DATA SHOWN

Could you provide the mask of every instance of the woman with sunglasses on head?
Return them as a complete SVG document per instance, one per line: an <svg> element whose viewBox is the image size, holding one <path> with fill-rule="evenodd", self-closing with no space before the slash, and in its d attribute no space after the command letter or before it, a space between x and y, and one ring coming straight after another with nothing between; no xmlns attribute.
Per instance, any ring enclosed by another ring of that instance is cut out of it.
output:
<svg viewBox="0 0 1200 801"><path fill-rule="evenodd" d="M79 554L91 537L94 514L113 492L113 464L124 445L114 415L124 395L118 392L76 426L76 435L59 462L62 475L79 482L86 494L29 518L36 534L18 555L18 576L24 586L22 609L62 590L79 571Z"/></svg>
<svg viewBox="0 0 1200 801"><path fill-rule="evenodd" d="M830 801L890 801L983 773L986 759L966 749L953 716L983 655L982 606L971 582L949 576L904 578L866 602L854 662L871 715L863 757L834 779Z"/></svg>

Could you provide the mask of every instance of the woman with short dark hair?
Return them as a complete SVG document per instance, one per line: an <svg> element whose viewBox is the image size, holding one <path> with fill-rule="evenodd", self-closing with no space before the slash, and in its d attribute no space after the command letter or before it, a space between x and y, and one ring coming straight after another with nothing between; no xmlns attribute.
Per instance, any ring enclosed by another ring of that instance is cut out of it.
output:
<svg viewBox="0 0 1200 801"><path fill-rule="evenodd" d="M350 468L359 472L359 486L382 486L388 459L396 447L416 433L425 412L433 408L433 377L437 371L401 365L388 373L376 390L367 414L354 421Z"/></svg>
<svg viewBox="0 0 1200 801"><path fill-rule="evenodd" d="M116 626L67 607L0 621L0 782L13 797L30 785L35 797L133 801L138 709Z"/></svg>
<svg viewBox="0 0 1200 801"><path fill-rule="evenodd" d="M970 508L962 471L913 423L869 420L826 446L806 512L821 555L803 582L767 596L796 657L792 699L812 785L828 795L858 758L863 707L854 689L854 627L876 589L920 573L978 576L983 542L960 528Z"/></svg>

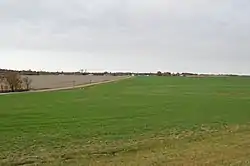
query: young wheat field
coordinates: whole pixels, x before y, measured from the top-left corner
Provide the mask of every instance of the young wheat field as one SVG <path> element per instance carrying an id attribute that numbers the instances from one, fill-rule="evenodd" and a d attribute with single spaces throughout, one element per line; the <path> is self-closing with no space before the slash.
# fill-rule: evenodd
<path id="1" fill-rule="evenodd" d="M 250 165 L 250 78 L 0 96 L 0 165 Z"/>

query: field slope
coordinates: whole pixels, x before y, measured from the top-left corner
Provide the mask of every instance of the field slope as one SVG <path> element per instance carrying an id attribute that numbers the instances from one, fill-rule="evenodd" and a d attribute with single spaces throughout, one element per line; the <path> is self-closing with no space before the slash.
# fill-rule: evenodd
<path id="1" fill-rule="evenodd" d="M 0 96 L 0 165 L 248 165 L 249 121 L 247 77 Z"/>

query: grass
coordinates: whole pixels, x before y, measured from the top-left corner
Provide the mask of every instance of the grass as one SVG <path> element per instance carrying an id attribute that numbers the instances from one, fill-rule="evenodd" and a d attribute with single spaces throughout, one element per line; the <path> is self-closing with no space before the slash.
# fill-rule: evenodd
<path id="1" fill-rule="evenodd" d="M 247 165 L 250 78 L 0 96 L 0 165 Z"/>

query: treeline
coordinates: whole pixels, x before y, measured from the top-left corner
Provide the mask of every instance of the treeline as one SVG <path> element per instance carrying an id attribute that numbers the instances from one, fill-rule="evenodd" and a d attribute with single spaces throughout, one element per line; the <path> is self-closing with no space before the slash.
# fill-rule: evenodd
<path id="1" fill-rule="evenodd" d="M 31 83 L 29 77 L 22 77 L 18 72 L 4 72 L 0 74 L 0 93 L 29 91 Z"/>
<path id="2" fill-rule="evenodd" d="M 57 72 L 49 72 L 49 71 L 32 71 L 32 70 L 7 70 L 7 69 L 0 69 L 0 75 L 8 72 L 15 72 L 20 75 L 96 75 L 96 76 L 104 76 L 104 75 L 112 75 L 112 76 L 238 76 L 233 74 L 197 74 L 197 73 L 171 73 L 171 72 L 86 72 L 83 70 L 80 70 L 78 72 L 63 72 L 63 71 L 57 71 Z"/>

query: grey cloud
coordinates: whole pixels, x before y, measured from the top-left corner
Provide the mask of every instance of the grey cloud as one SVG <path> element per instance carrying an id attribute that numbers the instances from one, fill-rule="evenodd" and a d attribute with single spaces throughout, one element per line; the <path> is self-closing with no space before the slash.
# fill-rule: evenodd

DIRECTION
Transcribe every row above verbatim, omitting the pictures.

TASK ANSWER
Could you provide the mask of every instance of the woman with sunglasses on head?
Return them as a complete SVG document per instance, one per line: an <svg> element whose viewBox is the image size, holding one <path> with fill-rule="evenodd", self-closing with no space before the slash, and in its d attribute no space after the command letter or before it, a space between x and y, and one ring coming straight after another with nothing between; no xmlns attribute.
Per instance, any ring enclosed by another ring of that instance is cut out of it.
output:
<svg viewBox="0 0 1200 801"><path fill-rule="evenodd" d="M79 554L91 537L94 514L113 492L113 464L124 445L114 415L124 395L118 392L76 426L76 435L59 462L62 475L79 482L86 494L29 518L36 534L18 555L18 576L24 586L22 609L62 590L79 571Z"/></svg>
<svg viewBox="0 0 1200 801"><path fill-rule="evenodd" d="M830 801L890 801L983 773L986 759L966 749L953 716L983 655L982 606L971 582L949 576L904 578L866 602L854 662L871 715L863 757L834 779Z"/></svg>

Could you provide the mask of every instance of the woman with short dark hair?
Return them as a complete SVG document per instance, one per line: an <svg> element whose viewBox is the image size, holding one <path> with fill-rule="evenodd", self-closing with no space before the slash, and in its d attribute no space after the command letter or before it, a space between x and y, and one ring coming straight after another with nothing between; no xmlns attribute.
Per instance, any ring enclosed by another ring of that instance is cut out of it.
output:
<svg viewBox="0 0 1200 801"><path fill-rule="evenodd" d="M350 468L359 472L359 486L382 486L388 459L396 447L416 433L425 412L433 408L433 377L437 371L401 365L388 373L376 390L367 414L354 421Z"/></svg>
<svg viewBox="0 0 1200 801"><path fill-rule="evenodd" d="M116 626L67 607L0 621L0 782L13 797L30 785L35 797L133 801L138 709Z"/></svg>
<svg viewBox="0 0 1200 801"><path fill-rule="evenodd" d="M970 508L962 471L913 423L869 420L826 446L806 512L821 555L803 582L767 596L796 657L792 699L812 785L828 795L858 758L863 707L854 689L854 627L876 589L920 573L978 576L983 542L960 528Z"/></svg>

query: young wheat field
coordinates: whole pixels, x before y, measured from the top-left corner
Provide the mask of every instance of the young wheat field as one SVG <path> element per instance carrying an id attribute that numbers the instances from one, fill-rule="evenodd" and a d attribute with single spaces throughout, one element per line; the <path> is self-closing with no space before the slash.
# fill-rule: evenodd
<path id="1" fill-rule="evenodd" d="M 250 165 L 250 78 L 0 96 L 0 165 Z"/>

query: field slope
coordinates: whole pixels, x before y, measured from the top-left corner
Provide the mask of every instance of the field slope as one SVG <path> element per instance carrying an id attribute that numbers the instances from one, fill-rule="evenodd" and a d attribute with single spaces throughout, one element per line; the <path> is self-closing with no space before the slash.
# fill-rule: evenodd
<path id="1" fill-rule="evenodd" d="M 0 96 L 0 165 L 248 165 L 249 121 L 247 77 Z"/>

query: grass
coordinates: whole pixels, x before y, measured from the top-left corner
Provide the mask of every instance of the grass as one SVG <path> element per instance carrying an id attribute that numbers the instances from one, fill-rule="evenodd" and a d attribute with single spaces throughout, one element per line; the <path> is self-closing with no space before the slash.
# fill-rule: evenodd
<path id="1" fill-rule="evenodd" d="M 247 165 L 250 78 L 0 96 L 0 165 Z"/>

query: treeline
coordinates: whole pixels, x before y, measured from the top-left corner
Provide the mask of every instance of the treeline as one SVG <path> element per instance carrying an id attribute that numbers the instances from one, fill-rule="evenodd" and a d attribute with single spaces throughout, one element per line; the <path> is self-closing with no space before the slash.
# fill-rule: evenodd
<path id="1" fill-rule="evenodd" d="M 31 83 L 29 77 L 22 77 L 18 72 L 4 72 L 0 74 L 0 93 L 29 91 Z"/>
<path id="2" fill-rule="evenodd" d="M 57 72 L 49 72 L 49 71 L 32 71 L 32 70 L 7 70 L 7 69 L 0 69 L 0 75 L 8 72 L 15 72 L 20 75 L 96 75 L 96 76 L 104 76 L 104 75 L 112 75 L 112 76 L 238 76 L 233 74 L 197 74 L 197 73 L 171 73 L 171 72 L 86 72 L 83 70 L 80 70 L 78 72 L 63 72 L 63 71 L 57 71 Z"/>

query: grey cloud
coordinates: whole pixels, x before y, measured from the top-left corner
Provide the mask of every instance of the grey cloud as one SVG <path> element per instance carrying an id attribute that numbers the instances from one, fill-rule="evenodd" and a d attribute with single spaces throughout, one element per line; the <path> is self-closing with no space before the slash.
# fill-rule: evenodd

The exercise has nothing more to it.